REQUIREMENT: Write out, from the entries below, exactly the lines that run between the lines holding "Pick out each instance of the leafy" and "Pick out each instance of the patio", inclusive, and stop there.

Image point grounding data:
——————————

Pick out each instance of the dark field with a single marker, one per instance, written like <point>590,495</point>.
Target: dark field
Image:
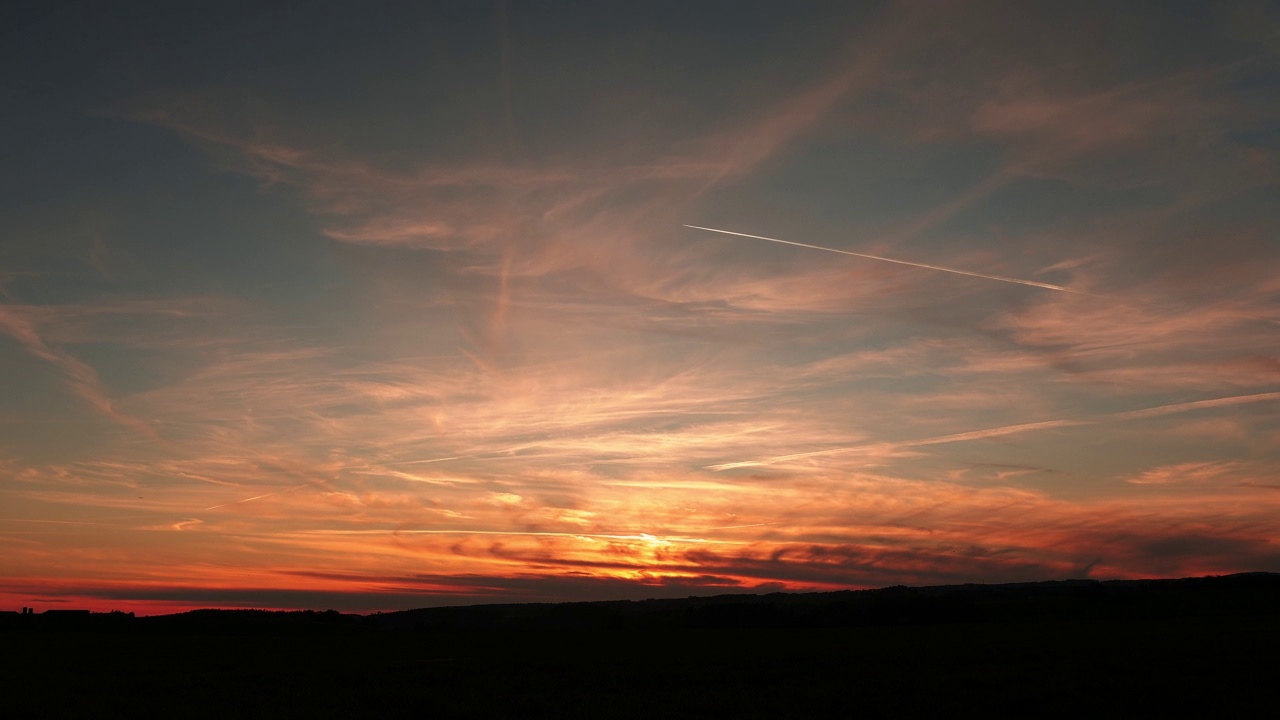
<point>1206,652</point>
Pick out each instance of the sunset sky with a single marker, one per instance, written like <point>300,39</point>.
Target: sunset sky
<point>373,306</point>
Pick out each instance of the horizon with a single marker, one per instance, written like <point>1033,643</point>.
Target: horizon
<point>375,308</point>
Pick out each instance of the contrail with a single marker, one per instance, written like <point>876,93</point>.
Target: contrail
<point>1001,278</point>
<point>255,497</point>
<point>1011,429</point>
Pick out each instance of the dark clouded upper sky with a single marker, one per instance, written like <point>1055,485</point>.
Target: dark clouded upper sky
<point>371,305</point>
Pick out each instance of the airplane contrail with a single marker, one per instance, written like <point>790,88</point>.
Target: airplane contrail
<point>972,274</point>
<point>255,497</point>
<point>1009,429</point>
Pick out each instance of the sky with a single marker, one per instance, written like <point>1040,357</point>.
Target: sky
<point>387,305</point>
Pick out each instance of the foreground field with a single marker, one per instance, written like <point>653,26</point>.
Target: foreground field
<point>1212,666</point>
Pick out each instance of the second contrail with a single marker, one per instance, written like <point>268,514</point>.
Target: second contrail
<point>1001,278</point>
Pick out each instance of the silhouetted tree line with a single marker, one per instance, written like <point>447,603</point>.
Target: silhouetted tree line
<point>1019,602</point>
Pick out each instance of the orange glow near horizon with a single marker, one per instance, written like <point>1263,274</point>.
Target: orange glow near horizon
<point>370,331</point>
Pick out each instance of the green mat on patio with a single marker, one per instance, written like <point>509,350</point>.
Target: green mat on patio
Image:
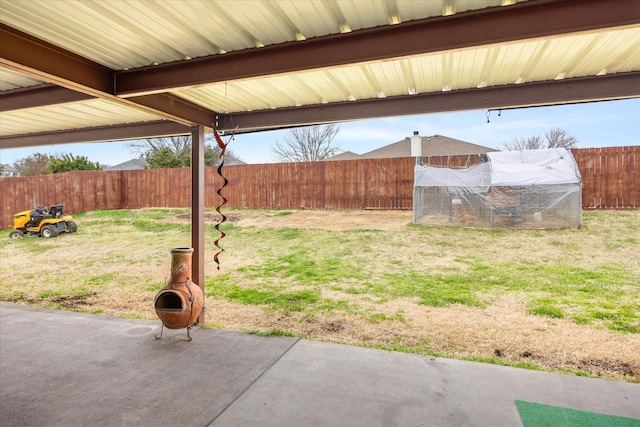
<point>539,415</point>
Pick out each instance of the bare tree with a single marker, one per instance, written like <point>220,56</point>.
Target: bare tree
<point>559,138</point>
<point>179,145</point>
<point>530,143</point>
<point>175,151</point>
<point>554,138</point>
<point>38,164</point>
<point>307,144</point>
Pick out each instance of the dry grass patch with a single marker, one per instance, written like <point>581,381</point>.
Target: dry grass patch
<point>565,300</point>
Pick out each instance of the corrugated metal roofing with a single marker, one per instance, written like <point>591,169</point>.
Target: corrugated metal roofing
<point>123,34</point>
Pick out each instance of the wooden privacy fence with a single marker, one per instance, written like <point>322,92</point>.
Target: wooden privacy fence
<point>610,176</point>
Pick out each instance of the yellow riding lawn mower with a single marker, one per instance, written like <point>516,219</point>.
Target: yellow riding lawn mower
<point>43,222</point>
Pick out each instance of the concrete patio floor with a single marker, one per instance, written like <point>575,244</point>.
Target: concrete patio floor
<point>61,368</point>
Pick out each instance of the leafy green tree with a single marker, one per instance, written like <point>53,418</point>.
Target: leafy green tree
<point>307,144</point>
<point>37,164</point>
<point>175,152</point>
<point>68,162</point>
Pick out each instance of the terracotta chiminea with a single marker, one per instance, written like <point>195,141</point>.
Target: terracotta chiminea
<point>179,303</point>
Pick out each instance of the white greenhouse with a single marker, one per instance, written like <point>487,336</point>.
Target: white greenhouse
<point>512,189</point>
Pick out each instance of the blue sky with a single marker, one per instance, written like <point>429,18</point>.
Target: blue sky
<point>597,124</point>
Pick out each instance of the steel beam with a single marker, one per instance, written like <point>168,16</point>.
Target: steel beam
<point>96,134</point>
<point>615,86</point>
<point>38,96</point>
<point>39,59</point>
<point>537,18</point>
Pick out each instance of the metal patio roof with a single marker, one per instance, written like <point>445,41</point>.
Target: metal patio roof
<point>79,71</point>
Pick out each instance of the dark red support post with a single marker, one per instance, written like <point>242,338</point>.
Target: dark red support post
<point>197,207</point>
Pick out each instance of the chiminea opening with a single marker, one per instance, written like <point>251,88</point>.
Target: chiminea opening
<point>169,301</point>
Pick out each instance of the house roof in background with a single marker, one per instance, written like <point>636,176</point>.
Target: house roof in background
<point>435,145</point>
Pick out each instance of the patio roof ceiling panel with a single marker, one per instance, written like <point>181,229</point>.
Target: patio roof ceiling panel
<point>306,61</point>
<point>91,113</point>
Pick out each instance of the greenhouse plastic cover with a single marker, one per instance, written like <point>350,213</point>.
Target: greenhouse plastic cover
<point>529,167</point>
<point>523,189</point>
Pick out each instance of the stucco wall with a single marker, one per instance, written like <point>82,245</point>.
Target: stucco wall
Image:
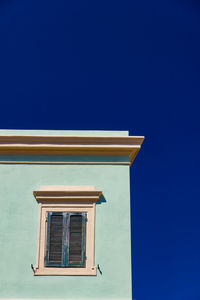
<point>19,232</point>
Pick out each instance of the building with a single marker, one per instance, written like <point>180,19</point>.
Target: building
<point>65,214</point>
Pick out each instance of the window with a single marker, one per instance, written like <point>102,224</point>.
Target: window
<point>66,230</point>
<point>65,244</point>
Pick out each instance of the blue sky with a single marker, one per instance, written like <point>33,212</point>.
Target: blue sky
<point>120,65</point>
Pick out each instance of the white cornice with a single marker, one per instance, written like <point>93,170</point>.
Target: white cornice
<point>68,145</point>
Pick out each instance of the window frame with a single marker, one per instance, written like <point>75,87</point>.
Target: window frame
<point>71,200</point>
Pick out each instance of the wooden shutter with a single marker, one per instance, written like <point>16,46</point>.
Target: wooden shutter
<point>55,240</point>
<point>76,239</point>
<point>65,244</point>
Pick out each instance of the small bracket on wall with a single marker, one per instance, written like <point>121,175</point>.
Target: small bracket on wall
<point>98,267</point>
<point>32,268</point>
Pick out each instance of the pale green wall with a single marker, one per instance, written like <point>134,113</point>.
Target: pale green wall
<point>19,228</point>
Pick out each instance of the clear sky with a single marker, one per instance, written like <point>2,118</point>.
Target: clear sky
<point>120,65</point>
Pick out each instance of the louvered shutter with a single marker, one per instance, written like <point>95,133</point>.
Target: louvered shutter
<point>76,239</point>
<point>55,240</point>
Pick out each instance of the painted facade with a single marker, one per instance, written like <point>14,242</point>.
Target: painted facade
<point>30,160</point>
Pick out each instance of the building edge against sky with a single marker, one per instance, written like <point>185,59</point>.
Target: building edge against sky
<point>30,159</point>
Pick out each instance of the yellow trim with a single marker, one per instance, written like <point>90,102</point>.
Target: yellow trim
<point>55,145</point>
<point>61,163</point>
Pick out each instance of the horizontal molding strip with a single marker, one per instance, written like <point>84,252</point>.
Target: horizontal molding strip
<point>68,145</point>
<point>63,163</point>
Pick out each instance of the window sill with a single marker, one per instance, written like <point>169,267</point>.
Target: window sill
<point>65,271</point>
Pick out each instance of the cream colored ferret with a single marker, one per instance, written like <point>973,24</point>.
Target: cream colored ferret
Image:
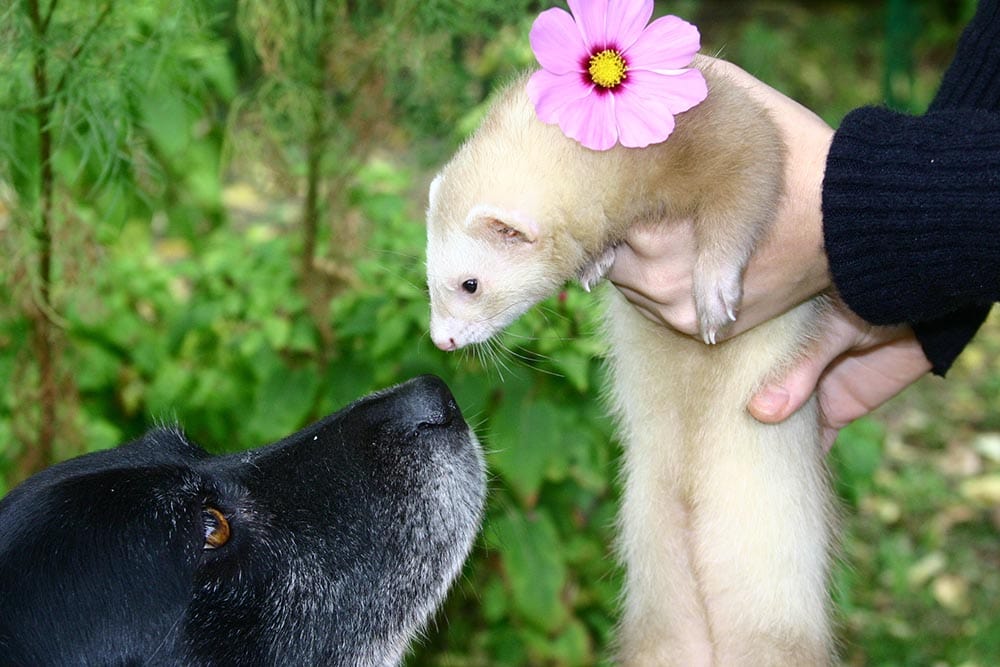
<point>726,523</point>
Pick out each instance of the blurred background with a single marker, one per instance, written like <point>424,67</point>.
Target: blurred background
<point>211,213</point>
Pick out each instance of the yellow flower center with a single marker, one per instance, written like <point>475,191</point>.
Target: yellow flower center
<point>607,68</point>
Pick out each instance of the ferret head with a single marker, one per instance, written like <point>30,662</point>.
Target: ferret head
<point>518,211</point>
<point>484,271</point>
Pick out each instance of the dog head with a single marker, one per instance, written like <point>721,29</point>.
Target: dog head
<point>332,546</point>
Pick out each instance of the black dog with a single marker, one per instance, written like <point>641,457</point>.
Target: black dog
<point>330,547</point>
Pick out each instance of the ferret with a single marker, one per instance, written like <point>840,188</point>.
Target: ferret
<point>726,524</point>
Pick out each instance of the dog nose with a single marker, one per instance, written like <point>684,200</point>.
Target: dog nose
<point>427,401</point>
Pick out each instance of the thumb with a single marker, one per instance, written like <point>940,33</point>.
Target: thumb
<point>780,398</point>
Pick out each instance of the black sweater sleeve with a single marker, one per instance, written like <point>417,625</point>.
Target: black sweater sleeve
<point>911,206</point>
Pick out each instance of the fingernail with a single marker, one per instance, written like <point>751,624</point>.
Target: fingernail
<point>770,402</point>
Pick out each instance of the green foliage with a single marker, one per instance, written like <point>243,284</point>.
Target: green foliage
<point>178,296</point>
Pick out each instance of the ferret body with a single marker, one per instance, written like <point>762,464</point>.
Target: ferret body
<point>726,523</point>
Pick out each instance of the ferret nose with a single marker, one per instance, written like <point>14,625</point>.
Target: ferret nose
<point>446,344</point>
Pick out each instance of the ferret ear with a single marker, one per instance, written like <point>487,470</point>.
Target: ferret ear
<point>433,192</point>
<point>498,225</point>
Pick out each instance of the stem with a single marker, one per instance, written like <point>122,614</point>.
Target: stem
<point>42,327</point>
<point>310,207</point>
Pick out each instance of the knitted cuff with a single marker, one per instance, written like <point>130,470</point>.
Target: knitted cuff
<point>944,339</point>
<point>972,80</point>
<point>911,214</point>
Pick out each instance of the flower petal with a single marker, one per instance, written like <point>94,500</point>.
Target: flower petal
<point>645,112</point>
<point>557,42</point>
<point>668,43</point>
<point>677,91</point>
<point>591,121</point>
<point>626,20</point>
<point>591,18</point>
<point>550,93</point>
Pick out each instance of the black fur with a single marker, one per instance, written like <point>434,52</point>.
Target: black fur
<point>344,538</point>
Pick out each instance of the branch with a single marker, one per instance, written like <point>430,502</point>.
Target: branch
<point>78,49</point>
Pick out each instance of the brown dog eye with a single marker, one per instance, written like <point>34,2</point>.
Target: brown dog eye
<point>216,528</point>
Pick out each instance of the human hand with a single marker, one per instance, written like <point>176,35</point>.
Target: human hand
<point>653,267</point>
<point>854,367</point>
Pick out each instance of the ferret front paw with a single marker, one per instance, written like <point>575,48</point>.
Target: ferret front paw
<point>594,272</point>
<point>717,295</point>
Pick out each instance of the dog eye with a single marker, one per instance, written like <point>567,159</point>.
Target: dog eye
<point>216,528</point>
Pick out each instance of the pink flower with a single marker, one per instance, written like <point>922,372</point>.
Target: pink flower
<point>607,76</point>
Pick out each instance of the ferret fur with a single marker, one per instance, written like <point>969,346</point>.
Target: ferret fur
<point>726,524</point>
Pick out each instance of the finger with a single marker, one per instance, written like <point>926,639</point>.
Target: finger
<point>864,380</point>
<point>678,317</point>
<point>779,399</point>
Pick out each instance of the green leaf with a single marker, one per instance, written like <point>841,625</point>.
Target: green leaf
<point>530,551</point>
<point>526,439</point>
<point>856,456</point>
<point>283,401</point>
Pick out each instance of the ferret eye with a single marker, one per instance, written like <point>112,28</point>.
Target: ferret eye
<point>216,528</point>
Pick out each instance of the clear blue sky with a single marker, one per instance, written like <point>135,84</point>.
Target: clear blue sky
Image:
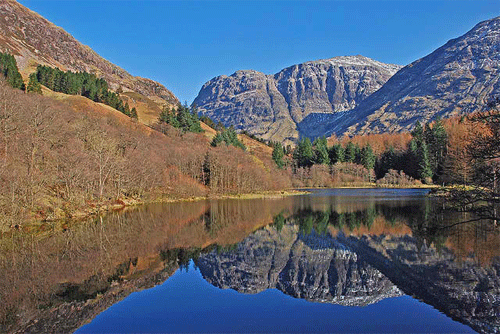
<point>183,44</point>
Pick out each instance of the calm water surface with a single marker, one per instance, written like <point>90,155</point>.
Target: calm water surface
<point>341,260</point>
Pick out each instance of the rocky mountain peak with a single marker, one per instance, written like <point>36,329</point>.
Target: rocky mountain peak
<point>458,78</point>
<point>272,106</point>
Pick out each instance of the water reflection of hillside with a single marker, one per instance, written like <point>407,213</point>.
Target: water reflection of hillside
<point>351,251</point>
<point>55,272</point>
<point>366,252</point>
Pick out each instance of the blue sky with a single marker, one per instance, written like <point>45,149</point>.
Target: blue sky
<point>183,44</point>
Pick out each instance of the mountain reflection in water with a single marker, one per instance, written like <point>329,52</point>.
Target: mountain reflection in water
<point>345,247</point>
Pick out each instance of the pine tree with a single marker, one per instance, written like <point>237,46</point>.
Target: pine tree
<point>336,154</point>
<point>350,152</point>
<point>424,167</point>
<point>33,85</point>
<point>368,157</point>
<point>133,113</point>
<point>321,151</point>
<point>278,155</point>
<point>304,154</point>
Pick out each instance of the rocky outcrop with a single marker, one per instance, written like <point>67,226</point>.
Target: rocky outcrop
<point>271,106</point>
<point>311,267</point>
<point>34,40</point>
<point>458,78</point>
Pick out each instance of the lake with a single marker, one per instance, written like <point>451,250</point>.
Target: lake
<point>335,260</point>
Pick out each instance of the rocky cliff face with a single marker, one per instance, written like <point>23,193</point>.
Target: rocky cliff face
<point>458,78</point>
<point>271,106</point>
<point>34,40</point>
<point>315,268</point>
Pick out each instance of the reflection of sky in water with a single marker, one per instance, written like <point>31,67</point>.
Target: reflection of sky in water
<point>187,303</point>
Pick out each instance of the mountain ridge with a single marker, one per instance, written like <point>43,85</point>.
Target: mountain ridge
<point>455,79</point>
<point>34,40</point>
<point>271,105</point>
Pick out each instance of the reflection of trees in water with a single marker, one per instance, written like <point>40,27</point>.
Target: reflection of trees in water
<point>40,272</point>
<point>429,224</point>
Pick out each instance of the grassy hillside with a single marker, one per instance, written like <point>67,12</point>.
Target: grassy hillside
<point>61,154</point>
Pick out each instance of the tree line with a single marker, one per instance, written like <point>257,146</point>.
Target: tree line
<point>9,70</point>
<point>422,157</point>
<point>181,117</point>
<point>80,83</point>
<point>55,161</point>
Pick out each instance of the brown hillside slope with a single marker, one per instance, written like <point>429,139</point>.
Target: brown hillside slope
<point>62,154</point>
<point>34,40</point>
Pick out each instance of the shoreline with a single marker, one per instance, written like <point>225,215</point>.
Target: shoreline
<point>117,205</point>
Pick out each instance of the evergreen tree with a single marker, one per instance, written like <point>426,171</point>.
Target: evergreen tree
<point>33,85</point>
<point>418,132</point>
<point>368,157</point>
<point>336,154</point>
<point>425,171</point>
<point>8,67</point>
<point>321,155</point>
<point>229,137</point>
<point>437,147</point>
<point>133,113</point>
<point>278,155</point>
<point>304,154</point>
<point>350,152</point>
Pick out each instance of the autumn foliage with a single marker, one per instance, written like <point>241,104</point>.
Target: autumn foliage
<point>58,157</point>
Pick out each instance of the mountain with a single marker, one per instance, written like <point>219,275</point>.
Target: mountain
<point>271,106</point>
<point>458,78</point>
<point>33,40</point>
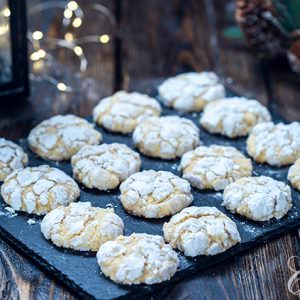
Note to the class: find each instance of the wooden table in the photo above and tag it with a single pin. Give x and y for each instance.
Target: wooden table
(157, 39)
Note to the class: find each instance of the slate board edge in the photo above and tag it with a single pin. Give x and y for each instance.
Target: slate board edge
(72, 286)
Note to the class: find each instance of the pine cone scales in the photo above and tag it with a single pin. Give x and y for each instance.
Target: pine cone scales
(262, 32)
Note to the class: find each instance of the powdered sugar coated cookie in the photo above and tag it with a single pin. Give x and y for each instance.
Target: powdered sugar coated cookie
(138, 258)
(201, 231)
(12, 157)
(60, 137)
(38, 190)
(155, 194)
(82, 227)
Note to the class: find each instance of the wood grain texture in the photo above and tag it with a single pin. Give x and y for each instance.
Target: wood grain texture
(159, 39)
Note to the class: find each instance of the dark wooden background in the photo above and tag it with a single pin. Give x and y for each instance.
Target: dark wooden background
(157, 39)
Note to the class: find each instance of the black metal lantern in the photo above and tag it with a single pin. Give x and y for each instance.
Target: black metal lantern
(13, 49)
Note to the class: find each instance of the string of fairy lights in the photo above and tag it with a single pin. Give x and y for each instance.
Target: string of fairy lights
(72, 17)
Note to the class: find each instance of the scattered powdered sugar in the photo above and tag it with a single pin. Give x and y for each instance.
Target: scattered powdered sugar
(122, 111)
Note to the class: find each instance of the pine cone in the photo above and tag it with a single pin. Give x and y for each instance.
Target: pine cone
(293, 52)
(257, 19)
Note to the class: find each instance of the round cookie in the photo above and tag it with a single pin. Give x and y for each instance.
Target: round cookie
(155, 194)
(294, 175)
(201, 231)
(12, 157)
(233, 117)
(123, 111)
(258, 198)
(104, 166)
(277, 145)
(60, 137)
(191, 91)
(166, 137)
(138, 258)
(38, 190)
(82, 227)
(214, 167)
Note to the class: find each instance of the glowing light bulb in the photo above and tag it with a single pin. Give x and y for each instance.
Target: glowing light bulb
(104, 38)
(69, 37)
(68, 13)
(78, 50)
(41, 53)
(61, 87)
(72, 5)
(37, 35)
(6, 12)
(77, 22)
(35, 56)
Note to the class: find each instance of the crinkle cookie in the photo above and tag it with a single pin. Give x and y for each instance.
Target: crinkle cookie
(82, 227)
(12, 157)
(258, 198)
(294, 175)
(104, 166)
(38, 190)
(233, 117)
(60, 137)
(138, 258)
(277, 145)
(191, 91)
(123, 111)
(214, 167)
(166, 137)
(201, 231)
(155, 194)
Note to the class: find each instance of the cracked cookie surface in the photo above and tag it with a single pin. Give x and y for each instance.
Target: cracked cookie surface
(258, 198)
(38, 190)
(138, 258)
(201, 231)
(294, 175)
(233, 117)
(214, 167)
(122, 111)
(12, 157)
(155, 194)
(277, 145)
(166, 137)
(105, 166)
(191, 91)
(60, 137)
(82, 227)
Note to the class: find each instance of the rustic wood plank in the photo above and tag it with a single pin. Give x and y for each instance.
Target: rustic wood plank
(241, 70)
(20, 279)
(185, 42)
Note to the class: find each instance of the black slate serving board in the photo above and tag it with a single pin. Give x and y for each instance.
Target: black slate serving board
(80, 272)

——————————

WRITTEN SOLUTION:
Pick out each instance of the leafy green tree with a single marker, one per instance, written like <point>53,418</point>.
Target: leafy green tree
<point>307,144</point>
<point>37,164</point>
<point>175,152</point>
<point>68,162</point>
Pick out each instance of the terracotta chiminea with a single marker, one per instance, written like <point>195,141</point>.
Target: terracotta chiminea
<point>179,303</point>
Pick out each instance of the white greenhouse with a single marker, one per instance, written like <point>487,336</point>.
Target: white greenhouse
<point>512,189</point>
Pick out each instance of the blue sky with a single marker, one per instance, written like <point>429,18</point>.
Target: blue sky
<point>597,124</point>
Pick out each instance of the steel beam with a single marker, one per instance, written like <point>168,16</point>.
Target: steel beam
<point>96,134</point>
<point>615,86</point>
<point>38,96</point>
<point>39,59</point>
<point>537,18</point>
Pick out each instance of the metal patio roof with a single marker, one per instance, written like <point>445,41</point>.
Target: metal patio roof
<point>79,71</point>
Pick out each instance of the dark red support post with a single marker, one per instance, written like <point>242,338</point>.
Target: dark red support post
<point>197,207</point>
Pick out each instance of the chiminea opening with a single marker, one per instance, written like <point>251,88</point>.
Target: chiminea opening
<point>169,301</point>
Pick out each instance of the house roof in background with a single marker, one per instance, written like <point>636,176</point>.
Target: house roof in background
<point>435,145</point>
Pick out each instance of the patio roof ceiling panel with a single marker, one per instance, written like <point>181,229</point>.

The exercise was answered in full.